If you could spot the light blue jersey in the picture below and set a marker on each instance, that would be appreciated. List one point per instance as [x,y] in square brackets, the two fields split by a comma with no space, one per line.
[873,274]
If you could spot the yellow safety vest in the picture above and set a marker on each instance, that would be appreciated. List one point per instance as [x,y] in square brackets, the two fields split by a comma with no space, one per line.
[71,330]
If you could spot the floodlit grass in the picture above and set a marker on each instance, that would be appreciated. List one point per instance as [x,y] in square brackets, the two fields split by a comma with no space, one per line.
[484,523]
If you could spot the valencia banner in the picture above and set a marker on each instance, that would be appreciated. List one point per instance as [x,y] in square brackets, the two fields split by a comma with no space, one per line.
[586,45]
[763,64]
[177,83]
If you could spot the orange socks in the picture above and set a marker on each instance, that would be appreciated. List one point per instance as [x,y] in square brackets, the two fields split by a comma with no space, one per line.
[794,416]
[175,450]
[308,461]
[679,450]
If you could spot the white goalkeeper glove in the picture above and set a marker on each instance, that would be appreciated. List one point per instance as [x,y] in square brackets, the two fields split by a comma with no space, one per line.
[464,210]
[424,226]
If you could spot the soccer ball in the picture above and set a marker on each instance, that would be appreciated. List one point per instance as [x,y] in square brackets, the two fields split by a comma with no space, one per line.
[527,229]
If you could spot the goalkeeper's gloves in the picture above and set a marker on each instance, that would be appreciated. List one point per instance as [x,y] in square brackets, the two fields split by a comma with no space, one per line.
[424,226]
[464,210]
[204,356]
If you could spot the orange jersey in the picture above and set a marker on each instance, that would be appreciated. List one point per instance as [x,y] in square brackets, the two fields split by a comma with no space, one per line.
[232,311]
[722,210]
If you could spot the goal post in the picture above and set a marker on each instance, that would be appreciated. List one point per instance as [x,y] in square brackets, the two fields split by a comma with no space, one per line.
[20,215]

Task directions: Retype each entry exactly, missing none.

Output for this task:
If you could spot the light blue jersey in the picture below and set a marker on each instance, that would be appreciated. List one point per instance as [x,y] in square brackets, the two fields split by a comma with no space, one per line.
[873,274]
If you could spot the yellow safety vest in the picture above and set a marker on each instance, that would be appreciated. List one point per instance as [x,y] in square brackets, the two fields split by a comma with no space, one per line.
[71,330]
If you could spot the floodlit grass in the picture above and set a marker on each instance, that would be appreciated. List one point per instance as [x,y] in square brackets, the two fields split by a comma with no space, one per line.
[484,523]
If you could spot the valencia banner in the picture above and set a marker on each instance, that would be appreciated. List one point per instance as [x,y] in square brackets, the two fields split by a comma with no space, one per line.
[586,45]
[763,64]
[177,83]
If you could spot the orange socks in the picture above and set a marker on each instance, that would be appreciated. List one point per instance as [x,y] in square brackets, the two fields split by a comma with no space, one per line.
[794,416]
[175,450]
[308,461]
[679,450]
If you could spot the white goalkeeper glove in the picture above and set a marker on each instance, that would be appreciated. List one point per instance as [x,y] in square brackets, the two fields split by a comma with no space, one per line.
[464,210]
[424,226]
If you could spot the soccer ball in the picture above and set a marker on each instance, that would be appreciated. List one point per instance as [x,y] in square brackets, the two fields split by a comma with no space, one per line.
[527,229]
If you could spot the goalkeeper's gloves in the picture above and set a marker on each instance, that would be appreciated. List one point per instance as [x,y] in square brackets, the two fields split by a comma with no space, one per line.
[424,226]
[464,210]
[204,356]
If you could spot the orange jersey in the picture above and set a marker on each instance, that would be appreciated. List one point per instance as [x,y] in square brackets, the two fields split by a comma with no space, one per line.
[232,311]
[722,210]
If you could spot the goal post in the picture above and set a marker on each instance, that would be appreciated. List one point per instance as [x,y] in square brackets, the two fields split by a comma with no space, one per line.
[20,215]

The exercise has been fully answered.